» **Exercise description**:
Answer these questions on the following passage about the ZipCPU startup code:
1. To what value does _start set the stack pointer?
2. Which preprocessor condition frames the section where _bootloader copies memory from flash into block RAM?
3. Because ZBasic has no SDRAM, where does the second memory copy continue writing?

» **Selected extract**:

===

The first routine, _start
starts the
ZipCPU
by setting the stack pointer to the end of memory, and then jumping to a
function called _bootloader
. This is really an
assembly language
routine with a thin veneer of a C wrapper, but it’s placed within the
crt0.c
file anyway. When you strip away the cruft, it basicaly reads as,
The second routine within
this file
is the _bootloader
routine that is called from the _start
function above.
This is the routine I’d like to demonstrate for this homework lesson.
The _bootloader
function itself is really nothing more than a series of
memory copy routines. These are based around a couple of assumptions. First,
flash
is non-volatile (i.e. like a ROM) and so upon startup instructions can
be found there. The second assumption is that the block RAM is faster than
flash.
Hence, we want to move our instructions (and data) from
flash
into block RAM before starting any program.
First, the _bootloader
copies memory from the
flash
into block RAM. This section is framed by an
#ifdef _BOARD_HAS_KERNEL_SPACE
, so that any
high priority (kernel) functions would be or could be placed into block RAM.
Second, the bootloader copies from
flash
SDRAM
into any
SDRAM
the board might have,
as defined by the _sdram
pointer. Since
ZBasic
doesn’t have any
SDRAM,
this second memory copy ends up continuing the write into block RAM
instead.

===

» **Data entries**:
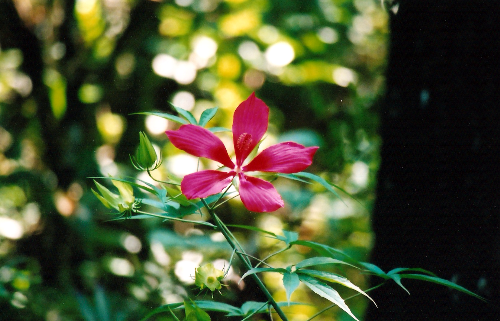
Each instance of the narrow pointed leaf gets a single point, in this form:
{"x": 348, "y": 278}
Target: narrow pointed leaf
{"x": 320, "y": 180}
{"x": 326, "y": 292}
{"x": 399, "y": 270}
{"x": 219, "y": 129}
{"x": 319, "y": 260}
{"x": 335, "y": 278}
{"x": 253, "y": 228}
{"x": 258, "y": 270}
{"x": 323, "y": 249}
{"x": 288, "y": 237}
{"x": 294, "y": 177}
{"x": 186, "y": 114}
{"x": 374, "y": 269}
{"x": 441, "y": 281}
{"x": 397, "y": 278}
{"x": 291, "y": 282}
{"x": 217, "y": 306}
{"x": 207, "y": 115}
{"x": 171, "y": 117}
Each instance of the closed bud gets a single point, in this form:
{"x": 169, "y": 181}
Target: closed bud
{"x": 146, "y": 154}
{"x": 208, "y": 276}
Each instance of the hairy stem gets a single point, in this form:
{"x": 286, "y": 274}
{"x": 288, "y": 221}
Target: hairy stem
{"x": 222, "y": 227}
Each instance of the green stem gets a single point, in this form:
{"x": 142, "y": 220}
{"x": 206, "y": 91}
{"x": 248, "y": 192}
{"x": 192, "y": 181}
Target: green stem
{"x": 245, "y": 261}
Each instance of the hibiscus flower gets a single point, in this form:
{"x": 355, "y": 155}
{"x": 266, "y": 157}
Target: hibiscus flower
{"x": 249, "y": 126}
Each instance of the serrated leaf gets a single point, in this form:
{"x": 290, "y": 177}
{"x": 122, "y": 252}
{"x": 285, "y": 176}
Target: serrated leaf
{"x": 259, "y": 270}
{"x": 335, "y": 278}
{"x": 326, "y": 292}
{"x": 291, "y": 282}
{"x": 441, "y": 281}
{"x": 171, "y": 117}
{"x": 207, "y": 115}
{"x": 219, "y": 129}
{"x": 320, "y": 260}
{"x": 186, "y": 114}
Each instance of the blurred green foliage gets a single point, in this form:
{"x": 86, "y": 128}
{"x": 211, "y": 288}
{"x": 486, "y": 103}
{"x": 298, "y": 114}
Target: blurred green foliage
{"x": 72, "y": 72}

===

» **Worked solution**:
1. To the end of memory.
2. #ifdef _BOARD_HAS_KERNEL_SPACE
3. Into block RAM.